▸ **EXERCISE REQUIREMENTS**:
A. In the text on processed meals, what share of surveyed parents named time savings as a reason for buying frozen dinners?
B. Copy the text on processed meals word for word, starting at "Pre-packaged, processed meals" and ending at "University, Durham, N.C.".

▸ **PASSAGE SHOWN**:
━━━━

Pre-packaged, processed meals remain a popular choice for many consumers because they reduce the energy, time and cooking skills needed to prepare food, according to researchers from the University of Minnesota, Minneapolis, and Duke University, Durham, N.C.

Results from the study, “Reasons Parents Buy Prepackaged Processed Meals: It Is More Complicated Than ‘I Dont Have Time,’” show that the majority (57%) of parents surveyed identified time savings as a reason for purchasing frozen dinners. Nearly half (49%) of parents reported buying ready meals because their families really liked the meals, one-third chose processed foods because children could help prepare them and more than one-quarter (27%) preferred the cost savings of frozen dinners.

Frozen microwavable foods represent the largest and fastest growing product segment, according to a study produced by Persistence Market Research, New York. And, North America and Europe are the largest market for microwavable foods, the study says, with the Asia-Pacific region expected to be the fastest growing market for microwavable foods.

In its 2017 Global Food and Drink Trends, Chicago-based Mintel predicts that the time investments required for products and meals will become as influential as nutrition or ingredient claims. In another report, Mintel says sales of prepared meals turned slightly positive in 2015 after three consecutive years of declines.

━━━━

▸ **GIVEN ENTRIES**:
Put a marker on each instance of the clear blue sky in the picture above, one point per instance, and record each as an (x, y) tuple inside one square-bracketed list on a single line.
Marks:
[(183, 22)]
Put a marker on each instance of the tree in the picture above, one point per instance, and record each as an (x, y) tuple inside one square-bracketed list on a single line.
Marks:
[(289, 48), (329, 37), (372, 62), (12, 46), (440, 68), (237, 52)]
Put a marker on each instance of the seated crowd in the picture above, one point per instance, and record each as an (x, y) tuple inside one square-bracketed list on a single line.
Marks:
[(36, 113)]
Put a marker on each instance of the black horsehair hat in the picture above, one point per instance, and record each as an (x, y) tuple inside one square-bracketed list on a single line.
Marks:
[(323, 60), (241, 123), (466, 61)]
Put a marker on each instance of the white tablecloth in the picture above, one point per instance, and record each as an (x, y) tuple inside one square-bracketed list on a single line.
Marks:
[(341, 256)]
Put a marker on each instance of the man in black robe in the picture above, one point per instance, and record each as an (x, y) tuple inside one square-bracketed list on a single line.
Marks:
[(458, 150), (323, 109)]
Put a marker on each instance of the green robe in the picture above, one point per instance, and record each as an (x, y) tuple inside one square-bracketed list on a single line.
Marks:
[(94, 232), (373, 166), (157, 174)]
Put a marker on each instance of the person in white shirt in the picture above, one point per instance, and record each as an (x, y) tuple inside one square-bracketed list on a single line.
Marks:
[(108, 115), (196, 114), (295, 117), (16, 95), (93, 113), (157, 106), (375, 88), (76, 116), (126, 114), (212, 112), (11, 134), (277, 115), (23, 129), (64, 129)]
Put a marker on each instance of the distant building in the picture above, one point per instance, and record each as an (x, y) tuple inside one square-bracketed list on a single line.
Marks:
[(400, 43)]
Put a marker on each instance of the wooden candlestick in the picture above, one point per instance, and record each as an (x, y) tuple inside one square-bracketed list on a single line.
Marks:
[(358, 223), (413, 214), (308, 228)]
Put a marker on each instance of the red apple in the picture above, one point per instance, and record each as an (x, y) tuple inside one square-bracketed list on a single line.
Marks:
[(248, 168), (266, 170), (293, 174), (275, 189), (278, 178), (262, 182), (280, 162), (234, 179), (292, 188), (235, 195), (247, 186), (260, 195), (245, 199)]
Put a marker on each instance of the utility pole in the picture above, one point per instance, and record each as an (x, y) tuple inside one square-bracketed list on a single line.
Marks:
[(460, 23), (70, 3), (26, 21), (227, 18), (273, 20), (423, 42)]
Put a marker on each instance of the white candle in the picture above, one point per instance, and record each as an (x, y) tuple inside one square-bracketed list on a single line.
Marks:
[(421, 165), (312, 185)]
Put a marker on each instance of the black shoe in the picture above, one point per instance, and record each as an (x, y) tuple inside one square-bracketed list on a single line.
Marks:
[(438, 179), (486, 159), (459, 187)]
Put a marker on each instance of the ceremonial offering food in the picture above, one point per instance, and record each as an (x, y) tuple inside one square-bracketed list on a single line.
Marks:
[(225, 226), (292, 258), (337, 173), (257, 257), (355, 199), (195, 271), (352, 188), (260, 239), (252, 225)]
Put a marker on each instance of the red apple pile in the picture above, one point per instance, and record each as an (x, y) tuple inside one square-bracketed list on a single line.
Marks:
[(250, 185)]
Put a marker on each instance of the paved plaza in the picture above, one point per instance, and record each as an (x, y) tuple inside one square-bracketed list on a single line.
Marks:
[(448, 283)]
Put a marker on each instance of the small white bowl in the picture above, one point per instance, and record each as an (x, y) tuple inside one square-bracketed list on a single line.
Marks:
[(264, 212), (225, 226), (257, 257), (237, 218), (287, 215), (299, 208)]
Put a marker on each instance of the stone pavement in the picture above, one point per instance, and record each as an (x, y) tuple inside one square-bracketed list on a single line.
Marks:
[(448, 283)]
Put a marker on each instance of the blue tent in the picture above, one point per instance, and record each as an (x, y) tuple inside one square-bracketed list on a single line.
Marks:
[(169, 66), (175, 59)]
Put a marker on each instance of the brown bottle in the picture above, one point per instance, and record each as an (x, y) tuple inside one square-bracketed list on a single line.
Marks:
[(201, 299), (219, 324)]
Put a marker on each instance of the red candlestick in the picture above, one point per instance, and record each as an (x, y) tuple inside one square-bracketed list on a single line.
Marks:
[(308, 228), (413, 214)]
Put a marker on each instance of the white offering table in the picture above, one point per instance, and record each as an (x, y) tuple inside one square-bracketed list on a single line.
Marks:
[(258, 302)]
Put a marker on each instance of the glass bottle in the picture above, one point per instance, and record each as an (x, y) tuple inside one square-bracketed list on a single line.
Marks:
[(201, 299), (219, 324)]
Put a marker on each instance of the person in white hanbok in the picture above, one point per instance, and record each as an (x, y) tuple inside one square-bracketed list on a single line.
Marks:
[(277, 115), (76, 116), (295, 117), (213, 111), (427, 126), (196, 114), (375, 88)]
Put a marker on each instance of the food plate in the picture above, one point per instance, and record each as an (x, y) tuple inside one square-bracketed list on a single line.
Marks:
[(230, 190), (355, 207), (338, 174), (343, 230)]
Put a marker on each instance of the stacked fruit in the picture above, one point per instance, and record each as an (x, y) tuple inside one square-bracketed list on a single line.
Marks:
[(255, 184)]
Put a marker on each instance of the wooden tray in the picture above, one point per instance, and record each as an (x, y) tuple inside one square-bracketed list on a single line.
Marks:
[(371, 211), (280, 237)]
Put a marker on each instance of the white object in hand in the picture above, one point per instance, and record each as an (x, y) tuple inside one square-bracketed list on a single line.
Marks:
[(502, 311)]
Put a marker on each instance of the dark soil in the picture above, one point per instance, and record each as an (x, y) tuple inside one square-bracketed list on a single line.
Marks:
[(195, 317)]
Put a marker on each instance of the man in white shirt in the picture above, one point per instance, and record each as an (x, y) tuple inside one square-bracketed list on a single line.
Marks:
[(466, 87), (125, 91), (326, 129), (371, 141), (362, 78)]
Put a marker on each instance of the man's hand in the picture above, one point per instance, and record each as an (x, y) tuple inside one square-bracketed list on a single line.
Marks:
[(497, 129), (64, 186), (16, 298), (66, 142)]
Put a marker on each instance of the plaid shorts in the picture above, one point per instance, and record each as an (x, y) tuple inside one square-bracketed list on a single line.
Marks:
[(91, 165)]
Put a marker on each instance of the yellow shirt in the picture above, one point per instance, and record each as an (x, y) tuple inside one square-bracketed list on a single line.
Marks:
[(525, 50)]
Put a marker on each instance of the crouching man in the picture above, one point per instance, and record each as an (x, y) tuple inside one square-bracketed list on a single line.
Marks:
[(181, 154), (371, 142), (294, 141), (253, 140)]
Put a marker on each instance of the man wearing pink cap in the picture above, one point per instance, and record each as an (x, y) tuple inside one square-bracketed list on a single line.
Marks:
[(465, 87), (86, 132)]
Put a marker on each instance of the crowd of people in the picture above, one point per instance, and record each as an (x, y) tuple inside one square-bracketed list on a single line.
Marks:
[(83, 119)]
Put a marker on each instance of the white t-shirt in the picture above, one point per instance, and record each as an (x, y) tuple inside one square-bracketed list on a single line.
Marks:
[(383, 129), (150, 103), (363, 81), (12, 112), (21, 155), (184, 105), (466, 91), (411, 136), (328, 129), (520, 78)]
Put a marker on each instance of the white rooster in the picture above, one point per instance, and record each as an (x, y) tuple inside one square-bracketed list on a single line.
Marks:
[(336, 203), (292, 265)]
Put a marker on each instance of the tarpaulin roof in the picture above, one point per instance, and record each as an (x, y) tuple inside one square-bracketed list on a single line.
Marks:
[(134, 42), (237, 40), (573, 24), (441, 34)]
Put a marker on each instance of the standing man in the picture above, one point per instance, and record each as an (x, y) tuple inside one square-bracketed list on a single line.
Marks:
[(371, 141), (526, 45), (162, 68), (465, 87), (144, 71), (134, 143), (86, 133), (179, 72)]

━━━━

▸ **OUTPUTS BY TASK**:
A. 57%

B.
Pre-packaged, processed meals remain a popular choice for many consumers because they reduce the energy, time and cooking skills needed to prepare food, according to researchers from the University of Minnesota, Minneapolis, and Duke University, Durham, N.C.